**EXCERPTED DATA**
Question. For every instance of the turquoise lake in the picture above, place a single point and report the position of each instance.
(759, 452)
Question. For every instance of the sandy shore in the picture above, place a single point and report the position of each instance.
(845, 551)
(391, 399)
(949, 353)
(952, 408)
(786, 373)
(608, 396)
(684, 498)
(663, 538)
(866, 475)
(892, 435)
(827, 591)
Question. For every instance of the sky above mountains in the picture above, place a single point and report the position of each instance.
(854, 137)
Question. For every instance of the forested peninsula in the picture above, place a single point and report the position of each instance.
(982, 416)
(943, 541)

* * *

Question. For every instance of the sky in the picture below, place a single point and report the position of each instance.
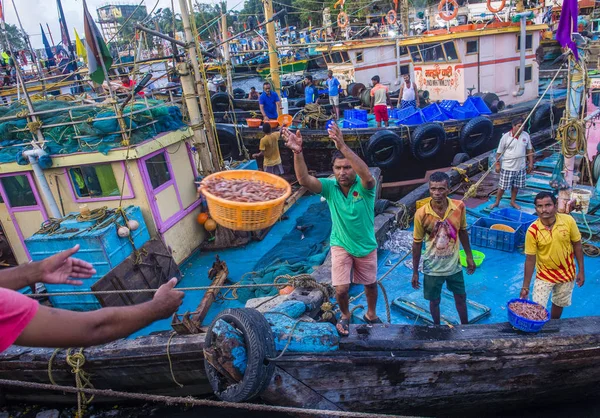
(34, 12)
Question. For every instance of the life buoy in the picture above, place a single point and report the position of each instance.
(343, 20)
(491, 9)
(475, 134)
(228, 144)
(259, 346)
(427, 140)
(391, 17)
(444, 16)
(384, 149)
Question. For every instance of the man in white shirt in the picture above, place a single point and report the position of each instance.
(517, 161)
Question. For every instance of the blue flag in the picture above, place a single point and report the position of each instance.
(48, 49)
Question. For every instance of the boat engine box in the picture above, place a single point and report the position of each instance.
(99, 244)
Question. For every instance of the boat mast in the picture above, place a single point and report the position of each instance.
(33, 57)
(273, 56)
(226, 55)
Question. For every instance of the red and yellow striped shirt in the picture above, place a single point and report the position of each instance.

* * *

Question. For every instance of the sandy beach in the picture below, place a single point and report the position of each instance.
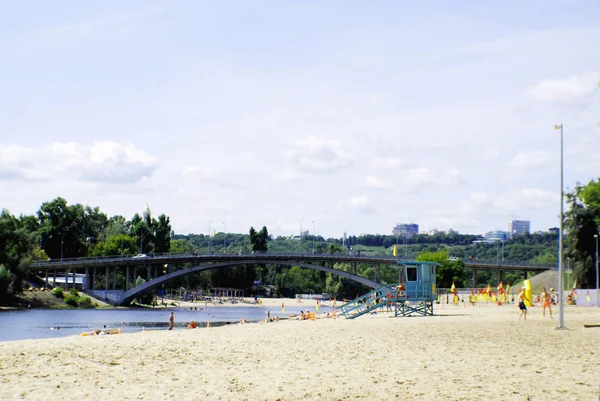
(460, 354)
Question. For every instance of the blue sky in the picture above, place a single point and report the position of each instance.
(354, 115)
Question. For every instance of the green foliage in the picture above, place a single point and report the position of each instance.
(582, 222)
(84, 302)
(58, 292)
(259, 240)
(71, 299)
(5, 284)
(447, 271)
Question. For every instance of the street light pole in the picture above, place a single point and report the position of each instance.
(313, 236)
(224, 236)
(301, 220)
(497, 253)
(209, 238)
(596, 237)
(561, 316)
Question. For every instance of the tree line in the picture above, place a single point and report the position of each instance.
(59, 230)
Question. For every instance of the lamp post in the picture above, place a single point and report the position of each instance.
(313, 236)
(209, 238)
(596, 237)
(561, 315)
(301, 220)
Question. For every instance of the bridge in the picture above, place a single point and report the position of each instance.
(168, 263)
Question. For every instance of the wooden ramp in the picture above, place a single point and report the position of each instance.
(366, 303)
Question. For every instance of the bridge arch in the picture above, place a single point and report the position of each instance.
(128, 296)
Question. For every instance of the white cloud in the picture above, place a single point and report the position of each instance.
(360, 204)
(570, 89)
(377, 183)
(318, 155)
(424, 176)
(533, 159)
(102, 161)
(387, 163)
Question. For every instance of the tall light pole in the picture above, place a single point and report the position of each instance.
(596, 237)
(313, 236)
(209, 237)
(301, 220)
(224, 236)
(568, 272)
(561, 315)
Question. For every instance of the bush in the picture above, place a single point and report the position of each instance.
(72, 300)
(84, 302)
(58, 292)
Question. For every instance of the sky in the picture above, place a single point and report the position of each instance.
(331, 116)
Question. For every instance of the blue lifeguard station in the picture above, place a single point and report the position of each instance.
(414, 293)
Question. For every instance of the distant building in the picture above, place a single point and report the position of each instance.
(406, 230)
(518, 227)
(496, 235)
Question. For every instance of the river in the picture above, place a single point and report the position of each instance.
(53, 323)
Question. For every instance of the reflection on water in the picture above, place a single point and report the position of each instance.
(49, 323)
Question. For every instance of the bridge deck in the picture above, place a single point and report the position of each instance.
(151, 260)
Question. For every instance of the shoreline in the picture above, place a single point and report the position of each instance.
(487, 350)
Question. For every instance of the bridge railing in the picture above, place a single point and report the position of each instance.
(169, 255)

**TRY IT**
Retype the records above, but only those lines that fall between the line containing "Question. For every instance of the boat mast" and the line containing "Question. For every instance of the red", with both of those lines included, exactly as written.

**WRITTEN REPLY**
Question. For every instance of the boat mast in the picture above, place a single point and report the position of each instance.
(33, 57)
(273, 56)
(226, 55)
Question. For every instance of the red and yellow striped shirt in the picture above, place a single point and report the position of each instance.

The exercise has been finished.